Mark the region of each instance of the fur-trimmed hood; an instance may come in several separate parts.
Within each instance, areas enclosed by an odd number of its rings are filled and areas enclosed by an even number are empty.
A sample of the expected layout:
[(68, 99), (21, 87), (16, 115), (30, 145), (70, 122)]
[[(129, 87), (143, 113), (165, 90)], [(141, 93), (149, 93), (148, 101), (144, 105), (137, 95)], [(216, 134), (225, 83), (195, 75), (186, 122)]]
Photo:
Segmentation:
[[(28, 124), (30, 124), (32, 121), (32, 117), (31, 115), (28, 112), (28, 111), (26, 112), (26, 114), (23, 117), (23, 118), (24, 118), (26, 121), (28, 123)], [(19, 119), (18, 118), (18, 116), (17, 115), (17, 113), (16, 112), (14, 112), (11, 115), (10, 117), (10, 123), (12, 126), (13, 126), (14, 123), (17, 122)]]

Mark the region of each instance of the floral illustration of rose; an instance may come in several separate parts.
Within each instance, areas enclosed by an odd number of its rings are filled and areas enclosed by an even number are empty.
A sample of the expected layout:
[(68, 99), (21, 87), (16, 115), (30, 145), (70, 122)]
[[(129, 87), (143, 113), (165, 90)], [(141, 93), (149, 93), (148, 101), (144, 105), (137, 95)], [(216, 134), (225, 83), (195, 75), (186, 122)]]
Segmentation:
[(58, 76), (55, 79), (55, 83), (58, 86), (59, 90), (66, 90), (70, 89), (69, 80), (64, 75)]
────────
*Exercise directions*
Reproduce every line of the data above, unchanged and in the same order.

*Answer to this task*
Mark the region of each instance of the fur-trimmed hood; an instance may come in several separate parts.
Within each instance, areas enclosed by an odd number of its rings are filled and areas enclosed by an even number are empty.
A sample of the expected layout:
[(68, 99), (21, 87), (16, 115), (30, 145), (70, 122)]
[[(129, 87), (143, 113), (165, 90)], [(141, 93), (149, 93), (148, 101), (144, 105), (137, 95)], [(216, 134), (225, 83), (195, 75), (186, 122)]]
Photo:
Segmentation:
[[(28, 124), (30, 124), (32, 121), (32, 117), (31, 115), (28, 112), (28, 111), (26, 112), (26, 114), (23, 117), (23, 118), (24, 118), (26, 121), (28, 123)], [(19, 119), (18, 118), (18, 116), (17, 115), (17, 113), (16, 112), (14, 112), (11, 115), (10, 117), (10, 123), (12, 126), (13, 126), (14, 123), (17, 122)]]

Mark the region of each instance of the floral illustration of rose; an instance may come in several separate parts.
Within each instance, areas enclosed by an odd number of its rings are filled and areas enclosed by an even number are empty.
A sample of the expected layout:
[(68, 99), (21, 87), (16, 115), (30, 145), (70, 122)]
[[(129, 87), (143, 113), (165, 90)], [(141, 93), (149, 93), (148, 101), (144, 105), (137, 95)], [(216, 134), (225, 83), (195, 75), (186, 122)]]
Segmentation:
[(58, 76), (55, 79), (55, 83), (58, 86), (59, 90), (66, 90), (70, 89), (69, 80), (64, 75)]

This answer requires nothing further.